__Work instruction__
Continue the passage on biology-based approaches to information security and privacy, starting after its final sentence.

Source extract START

The present application relates generally to an improved data processing apparatus and method and more specifically to mechanisms for providing biology based techniques for handling information security and privacy.
Correspondence between biological diseases and computer-based problems has been remarked upon for several decades. There has been much attention paid to computer viruses, which has spawned an entire field of “computer immunology”. For example, in his paper “Computer Immunology,” Proceedings of the Twelfth Systems Administration Conference (LISA '98), Dec. 6-11, 1998, Mark Burgess commented on the fragile nature of modern computer systems and their unreliability as well as the comparability of biological and social systems with computer systems such that, similar to such biological and social systems, computing systems need self-healing processes which eliminate or minimize the dependence on human involvement.

Source extract END
Stored data START

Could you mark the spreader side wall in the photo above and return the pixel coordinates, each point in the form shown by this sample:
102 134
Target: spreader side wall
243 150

Stored data END

__Output for this task__
Stephanie Forrest, Steven Hofmeyr, and Anil Somayaji described, in their paper entitled “Computer Immunology,” Department of Computer Science, University of New Mexico, Mar. 21, 1996, the correspondence between biological systems and computing systems and that this correspondence is a compelling reason to consider for improving computer security. In another publication also entitled “Computer Immunology,” Department of Computer Science, University of New Mexico, Oct. 29, 2006, Stephanie Forrest and Catherine Beauchemin describe a body of work that constructs computational immune systems that behave analogously to the natural immune system. These artificial immune systems (AIS) simulate the behavior of a natural immune system and, in some cases, have been used to solve practical engineering problems, such as computer security.